#### [DOCUMENTO DE ORIGEM]
/---
Por outro lado quer o relatório do T… e o depoimento do Prof. Eng. Z…, foi esclarecedor sobre a inexistência de perigo iminente, isto é concreto para os bens jurídicos visados pela incriminação, mas antes de perigos abstractos e futuros na medida em que a construção como se encontra não tem a virtualidade de poder desempenhar a sua finalidade.
Sobre a intencionalidade que presidiu às acções apuradas não se provou o dolo configurado na acusação em relação à acção e ao perigo em relação a todos os arguidos, nem a neglicência em relação aos arguidos C… e D….
Em relação ao arguido B… não se provou que este criou ao praticar os factos assentes um perigo concreto os bens jurídicos que aqui protegidos, o que resulta quer do exame realizado pelo T… quer do depoimento do Prof. Eng. Z…, ao negarem a iminência de ruina ou desabamento e colocação em perigo concreto os trabalhadores ali a trabalhar, já que o perigo é potencial é ainda abstracto e futuro só susceptível de se tornar concreto no caso de a construção vir a suportar cargas que façam este aparecer.
Em relação aos demais factos não se logrou estabelecê-los com a certeza constitucionalmente exigida, daí a sua não prova.
Relevaram as declarações dos arguidos sobre a sua situação económica e familiar e os CRC sobre os antecedentes criminais.»

Apreciação dos recursos
É pacífico o entendimento de que o âmbito do recurso é delimitado pelo teor das conclusões extraídas pelo recorrente da motivação apresentada, as quais devem sintetizar as razões do pedido sem prejuízo do tribunal ad quem apreciar as questões de conhecimento oficioso, como são os vícios da sentença previstos no art.410.º, n.º2, do C.P.Penal.
\---
#### [TAREFAS A REALIZAR]
a – No excerto judicial, que norma prevê os vícios da sentença que o tribunal ad quem pode apreciar oficiosamente?
b – Indique se cada afirmação concorda com o excerto judicial, respondendo sim ou não e citando as palavras decisivas do excerto: (i) o depoimento do Prof. Eng. Z… confirmou a existência de perigo iminente; (ii) as declarações dos arguidos foram tidas em conta quanto à sua situação económica e familiar; (iii) provou-se a negligência dos arguidos C… e D….
c – Prossiga o excerto judicial a partir da última frase apresentada.
Os registos não têm qualquer relação com o excerto judicial.

#### [DADOS]
/---
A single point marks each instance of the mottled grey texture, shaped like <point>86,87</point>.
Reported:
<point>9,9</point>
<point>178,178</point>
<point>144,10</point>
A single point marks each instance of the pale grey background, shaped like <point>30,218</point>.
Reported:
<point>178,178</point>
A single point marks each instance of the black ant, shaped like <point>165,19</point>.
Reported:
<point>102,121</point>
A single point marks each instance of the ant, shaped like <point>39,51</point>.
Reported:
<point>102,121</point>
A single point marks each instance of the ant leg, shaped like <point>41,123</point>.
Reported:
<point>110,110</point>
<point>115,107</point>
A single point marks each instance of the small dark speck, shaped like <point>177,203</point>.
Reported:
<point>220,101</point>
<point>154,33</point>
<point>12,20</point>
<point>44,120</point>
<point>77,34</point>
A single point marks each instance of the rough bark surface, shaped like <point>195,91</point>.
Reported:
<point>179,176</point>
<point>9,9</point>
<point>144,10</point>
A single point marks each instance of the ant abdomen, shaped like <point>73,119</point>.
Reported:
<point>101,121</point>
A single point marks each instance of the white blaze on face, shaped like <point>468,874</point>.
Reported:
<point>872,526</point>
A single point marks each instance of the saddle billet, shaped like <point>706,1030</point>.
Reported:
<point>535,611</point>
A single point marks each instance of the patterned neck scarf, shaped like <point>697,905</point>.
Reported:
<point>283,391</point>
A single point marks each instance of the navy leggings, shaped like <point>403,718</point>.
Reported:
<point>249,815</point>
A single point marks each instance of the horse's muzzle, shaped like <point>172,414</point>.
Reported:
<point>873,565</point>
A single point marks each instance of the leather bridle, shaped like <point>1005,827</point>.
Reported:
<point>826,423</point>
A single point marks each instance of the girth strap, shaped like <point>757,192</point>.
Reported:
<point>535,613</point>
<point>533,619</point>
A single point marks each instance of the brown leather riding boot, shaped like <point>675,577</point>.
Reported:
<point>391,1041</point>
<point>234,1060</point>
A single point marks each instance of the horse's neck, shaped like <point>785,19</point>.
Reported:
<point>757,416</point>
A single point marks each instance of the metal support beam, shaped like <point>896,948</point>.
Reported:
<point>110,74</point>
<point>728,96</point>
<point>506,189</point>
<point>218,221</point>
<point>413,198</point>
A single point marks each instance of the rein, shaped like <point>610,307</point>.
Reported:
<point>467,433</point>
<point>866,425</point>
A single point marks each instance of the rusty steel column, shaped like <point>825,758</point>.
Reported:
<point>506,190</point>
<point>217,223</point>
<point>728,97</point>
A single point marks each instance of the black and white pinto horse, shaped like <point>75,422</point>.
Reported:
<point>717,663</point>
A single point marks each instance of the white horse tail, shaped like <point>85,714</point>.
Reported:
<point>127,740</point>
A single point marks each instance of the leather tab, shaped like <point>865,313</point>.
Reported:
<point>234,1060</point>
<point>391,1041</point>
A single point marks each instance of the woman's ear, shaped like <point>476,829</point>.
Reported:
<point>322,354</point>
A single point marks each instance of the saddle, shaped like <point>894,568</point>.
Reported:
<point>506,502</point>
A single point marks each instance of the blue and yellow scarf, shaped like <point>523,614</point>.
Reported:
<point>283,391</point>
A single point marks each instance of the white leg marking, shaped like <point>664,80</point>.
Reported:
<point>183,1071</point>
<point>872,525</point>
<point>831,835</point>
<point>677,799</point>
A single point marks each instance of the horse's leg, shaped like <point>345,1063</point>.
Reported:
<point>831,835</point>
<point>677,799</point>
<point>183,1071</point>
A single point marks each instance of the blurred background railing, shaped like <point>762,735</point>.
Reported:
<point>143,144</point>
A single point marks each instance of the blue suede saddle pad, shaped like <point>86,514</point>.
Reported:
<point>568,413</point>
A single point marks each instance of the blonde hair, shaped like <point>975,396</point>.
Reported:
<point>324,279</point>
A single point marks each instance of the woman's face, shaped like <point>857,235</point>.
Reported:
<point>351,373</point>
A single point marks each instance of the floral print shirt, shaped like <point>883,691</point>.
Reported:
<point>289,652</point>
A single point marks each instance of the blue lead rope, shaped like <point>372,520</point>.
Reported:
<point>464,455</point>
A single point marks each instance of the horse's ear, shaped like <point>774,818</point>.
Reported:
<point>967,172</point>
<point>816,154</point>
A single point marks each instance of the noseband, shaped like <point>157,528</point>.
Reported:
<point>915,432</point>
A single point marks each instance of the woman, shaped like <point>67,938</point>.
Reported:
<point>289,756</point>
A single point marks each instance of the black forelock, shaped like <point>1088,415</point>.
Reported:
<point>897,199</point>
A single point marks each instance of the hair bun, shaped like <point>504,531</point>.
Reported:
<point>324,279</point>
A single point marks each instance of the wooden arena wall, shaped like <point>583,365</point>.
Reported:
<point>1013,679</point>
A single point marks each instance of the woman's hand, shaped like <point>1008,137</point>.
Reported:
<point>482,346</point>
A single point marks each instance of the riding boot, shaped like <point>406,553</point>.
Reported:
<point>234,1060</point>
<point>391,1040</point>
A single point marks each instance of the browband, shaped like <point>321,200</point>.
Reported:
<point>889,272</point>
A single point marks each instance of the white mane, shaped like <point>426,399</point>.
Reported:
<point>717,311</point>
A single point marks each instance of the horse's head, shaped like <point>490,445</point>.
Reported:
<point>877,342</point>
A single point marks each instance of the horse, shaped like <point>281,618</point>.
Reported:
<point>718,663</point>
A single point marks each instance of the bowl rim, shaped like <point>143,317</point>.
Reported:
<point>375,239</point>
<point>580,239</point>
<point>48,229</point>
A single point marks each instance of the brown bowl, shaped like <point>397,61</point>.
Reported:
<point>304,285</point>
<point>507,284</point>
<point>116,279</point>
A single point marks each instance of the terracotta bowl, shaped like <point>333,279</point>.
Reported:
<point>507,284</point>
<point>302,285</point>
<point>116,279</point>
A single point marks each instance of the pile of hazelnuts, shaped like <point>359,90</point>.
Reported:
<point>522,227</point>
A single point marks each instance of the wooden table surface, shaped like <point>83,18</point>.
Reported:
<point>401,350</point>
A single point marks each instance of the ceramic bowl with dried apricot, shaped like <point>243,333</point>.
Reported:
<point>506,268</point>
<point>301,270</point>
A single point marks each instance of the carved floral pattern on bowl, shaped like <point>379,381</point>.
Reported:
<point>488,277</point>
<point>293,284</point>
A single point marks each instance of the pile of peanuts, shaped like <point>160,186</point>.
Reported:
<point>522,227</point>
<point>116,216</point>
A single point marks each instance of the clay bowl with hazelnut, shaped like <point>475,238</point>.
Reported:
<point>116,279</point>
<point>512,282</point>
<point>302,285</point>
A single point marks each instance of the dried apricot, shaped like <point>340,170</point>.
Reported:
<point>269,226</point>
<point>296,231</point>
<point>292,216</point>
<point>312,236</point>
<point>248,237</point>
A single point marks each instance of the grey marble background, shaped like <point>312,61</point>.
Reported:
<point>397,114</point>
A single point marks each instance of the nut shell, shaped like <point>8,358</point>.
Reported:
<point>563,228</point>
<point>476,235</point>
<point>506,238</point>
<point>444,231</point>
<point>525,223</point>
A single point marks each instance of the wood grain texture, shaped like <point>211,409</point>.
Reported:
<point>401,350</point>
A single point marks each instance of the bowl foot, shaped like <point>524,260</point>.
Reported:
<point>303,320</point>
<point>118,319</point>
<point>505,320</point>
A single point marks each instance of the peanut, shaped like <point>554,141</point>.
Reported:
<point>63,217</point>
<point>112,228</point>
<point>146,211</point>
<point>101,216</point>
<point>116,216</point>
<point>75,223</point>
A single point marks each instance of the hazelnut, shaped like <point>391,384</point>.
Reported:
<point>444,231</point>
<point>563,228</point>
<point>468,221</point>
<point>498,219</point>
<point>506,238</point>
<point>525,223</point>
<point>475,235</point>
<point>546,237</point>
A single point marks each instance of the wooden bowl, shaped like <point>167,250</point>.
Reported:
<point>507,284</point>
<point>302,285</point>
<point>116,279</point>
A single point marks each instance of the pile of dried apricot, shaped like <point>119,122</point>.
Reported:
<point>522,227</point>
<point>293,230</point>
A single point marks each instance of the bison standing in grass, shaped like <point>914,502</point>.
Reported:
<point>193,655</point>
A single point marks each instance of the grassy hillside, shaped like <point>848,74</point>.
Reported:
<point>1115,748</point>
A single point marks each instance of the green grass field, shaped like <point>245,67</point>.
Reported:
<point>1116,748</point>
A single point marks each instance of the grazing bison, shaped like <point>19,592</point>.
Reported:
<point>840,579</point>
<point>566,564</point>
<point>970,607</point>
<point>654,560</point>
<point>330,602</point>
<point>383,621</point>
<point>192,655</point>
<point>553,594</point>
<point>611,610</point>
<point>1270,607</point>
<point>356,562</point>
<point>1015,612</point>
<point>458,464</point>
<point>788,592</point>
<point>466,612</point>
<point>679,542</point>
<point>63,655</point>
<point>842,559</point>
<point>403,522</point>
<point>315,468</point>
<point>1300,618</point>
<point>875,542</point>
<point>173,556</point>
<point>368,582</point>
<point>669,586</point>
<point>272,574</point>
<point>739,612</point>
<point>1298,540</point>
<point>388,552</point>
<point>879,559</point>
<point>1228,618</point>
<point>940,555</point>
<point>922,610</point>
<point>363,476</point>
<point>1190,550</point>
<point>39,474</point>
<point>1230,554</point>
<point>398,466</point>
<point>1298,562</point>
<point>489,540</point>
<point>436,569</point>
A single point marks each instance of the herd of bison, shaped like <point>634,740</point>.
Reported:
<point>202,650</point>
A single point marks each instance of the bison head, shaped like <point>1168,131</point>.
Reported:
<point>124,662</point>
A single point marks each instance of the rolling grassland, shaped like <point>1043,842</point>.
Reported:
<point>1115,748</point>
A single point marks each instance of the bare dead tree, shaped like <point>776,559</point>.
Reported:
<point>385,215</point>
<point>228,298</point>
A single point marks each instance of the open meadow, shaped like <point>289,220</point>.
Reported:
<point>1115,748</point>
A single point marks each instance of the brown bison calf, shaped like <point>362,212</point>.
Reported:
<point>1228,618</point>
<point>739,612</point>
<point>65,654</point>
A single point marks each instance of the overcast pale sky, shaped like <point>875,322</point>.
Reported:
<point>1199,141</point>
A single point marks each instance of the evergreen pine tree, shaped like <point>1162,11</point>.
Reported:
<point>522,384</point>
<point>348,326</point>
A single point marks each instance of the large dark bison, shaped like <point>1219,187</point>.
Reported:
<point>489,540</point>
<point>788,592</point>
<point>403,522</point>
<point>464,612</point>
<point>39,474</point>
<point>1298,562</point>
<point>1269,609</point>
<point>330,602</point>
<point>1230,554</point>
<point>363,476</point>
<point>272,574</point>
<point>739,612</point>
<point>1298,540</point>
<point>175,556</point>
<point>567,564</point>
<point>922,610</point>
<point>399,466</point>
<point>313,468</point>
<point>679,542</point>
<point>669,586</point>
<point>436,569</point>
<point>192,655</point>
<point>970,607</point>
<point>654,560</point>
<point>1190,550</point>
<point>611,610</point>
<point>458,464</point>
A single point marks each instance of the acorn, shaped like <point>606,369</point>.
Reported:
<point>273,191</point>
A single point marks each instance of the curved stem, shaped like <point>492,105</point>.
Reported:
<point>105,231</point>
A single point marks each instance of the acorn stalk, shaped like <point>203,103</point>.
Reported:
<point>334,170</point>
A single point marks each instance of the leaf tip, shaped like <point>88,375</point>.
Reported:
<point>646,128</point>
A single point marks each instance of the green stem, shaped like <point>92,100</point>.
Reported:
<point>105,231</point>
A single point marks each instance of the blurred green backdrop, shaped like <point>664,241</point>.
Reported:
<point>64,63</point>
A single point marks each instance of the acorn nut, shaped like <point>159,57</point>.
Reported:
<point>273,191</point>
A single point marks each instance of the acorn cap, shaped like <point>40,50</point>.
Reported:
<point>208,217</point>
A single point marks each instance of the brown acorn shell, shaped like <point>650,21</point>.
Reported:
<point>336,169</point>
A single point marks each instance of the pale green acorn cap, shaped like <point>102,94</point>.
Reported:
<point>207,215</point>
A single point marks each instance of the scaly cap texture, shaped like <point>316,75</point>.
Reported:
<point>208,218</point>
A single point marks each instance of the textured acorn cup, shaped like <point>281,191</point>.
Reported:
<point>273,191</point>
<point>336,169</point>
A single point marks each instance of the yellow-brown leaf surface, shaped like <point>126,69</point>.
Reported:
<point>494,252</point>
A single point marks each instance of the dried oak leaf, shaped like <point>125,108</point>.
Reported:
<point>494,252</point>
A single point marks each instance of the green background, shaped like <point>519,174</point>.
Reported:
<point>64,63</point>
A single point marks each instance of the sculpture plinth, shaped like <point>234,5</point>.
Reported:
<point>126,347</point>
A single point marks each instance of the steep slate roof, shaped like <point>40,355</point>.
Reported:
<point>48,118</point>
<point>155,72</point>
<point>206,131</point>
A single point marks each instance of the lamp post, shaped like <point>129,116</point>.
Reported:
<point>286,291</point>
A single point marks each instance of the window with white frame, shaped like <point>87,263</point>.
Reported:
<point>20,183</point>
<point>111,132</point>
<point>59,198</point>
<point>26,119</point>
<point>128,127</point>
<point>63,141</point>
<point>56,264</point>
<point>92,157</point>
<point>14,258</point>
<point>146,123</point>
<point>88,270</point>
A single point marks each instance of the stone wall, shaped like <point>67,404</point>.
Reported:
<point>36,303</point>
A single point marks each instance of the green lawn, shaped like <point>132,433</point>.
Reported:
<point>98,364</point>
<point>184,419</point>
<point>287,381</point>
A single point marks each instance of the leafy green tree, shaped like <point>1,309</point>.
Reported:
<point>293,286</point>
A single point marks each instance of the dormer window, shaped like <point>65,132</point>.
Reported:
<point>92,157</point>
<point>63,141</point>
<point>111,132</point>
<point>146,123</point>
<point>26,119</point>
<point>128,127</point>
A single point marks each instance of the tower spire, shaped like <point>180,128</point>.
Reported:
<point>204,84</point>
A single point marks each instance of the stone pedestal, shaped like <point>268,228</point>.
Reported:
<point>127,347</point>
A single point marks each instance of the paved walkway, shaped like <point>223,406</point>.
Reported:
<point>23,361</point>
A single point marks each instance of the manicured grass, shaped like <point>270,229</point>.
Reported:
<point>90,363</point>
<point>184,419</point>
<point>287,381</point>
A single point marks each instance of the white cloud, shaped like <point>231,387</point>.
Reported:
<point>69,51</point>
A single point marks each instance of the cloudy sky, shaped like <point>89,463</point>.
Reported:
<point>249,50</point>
\---
#### [RESULTADOS POR TAREFA]
a – O art. 410.º, n.º 2, do C.P.Penal.

b –
(i) Não: "foi esclarecedor sobre a inexistência de perigo iminente".
(ii) Sim: "Relevaram as declarações dos arguidos sobre a sua situação económica e familiar".
(iii) Não: "nem a neglicência em relação aos arguidos C… e D…".

c –
No caso em apreço, face às conclusões apresentadas, as questões trazidas à apreciação deste tribunal são as seguintes:
recurso interposto pelo assistente
-preenchimento dos pressupostos da responsabilidade civil por factos ilícitos quanto aos demandados D… e C…,
recurso do arguido/demandado B…
-impossibilidade do tribunal condenar o recorrente com base na responsabilidade civil extracontratual, quando existe uma responsabilidade contratual que se subsume ao regime da empreitada.
Comecemos por apreciar o recurso interposto pelo demandado B….
Sustenta o recorrente B… que, não tendo a sua conduta integrado a prática de um crime, não podia ser condenado com base na responsabilidade civil extracontratual dado existir uma relação contratual entre ele e o demandado, por força do contrato de empreitada celebrado, a qual tem primazia sobre aquela.
O art.71.º do C.P.Penal dispõe: «O pedido de indemnização civil fundado na prática de um crime é deduzido no processo penal respetivo, só o podendo ser em separado, perante o tribunal civil, nos casos previstos na lei.», consagrando, assim, o princípio da adesão obrigatória da ação civil ao processo penal, mitigado pelas exceções previstas no art.72.º do C.P.Penal.
Apesar da consagração do regime da ação civil conexa com a penal, a indemnização mantém a natureza civil - art. 129 do C. Penal - e não a de uma consequência da condenação penal.
Daí a possibilidade de o pedido poder ser formulado por simples lesados [art.74.º, n.º 1 do C.PPenal], ou mesmo contra pessoas com responsabilidade meramente civil [art. 73, n.º1 do C.P.Penal], bem como a obrigação de a indemnização ser arbitrada mesmo em caso de sentença penal absolutória - desde que verificados os pressupostos da responsabilidade civil conexa com a criminal.
Nesta conformidade, estabelece o art.377.º, n.º1 do C.P.Penal: «a sentença, ainda que absolutória, condena o arguido em indemnização civil sempre que o pedido respetivo vier a revelar-se fundado, sem prejuízo do disposto no artigo 82.º, n.º 2.»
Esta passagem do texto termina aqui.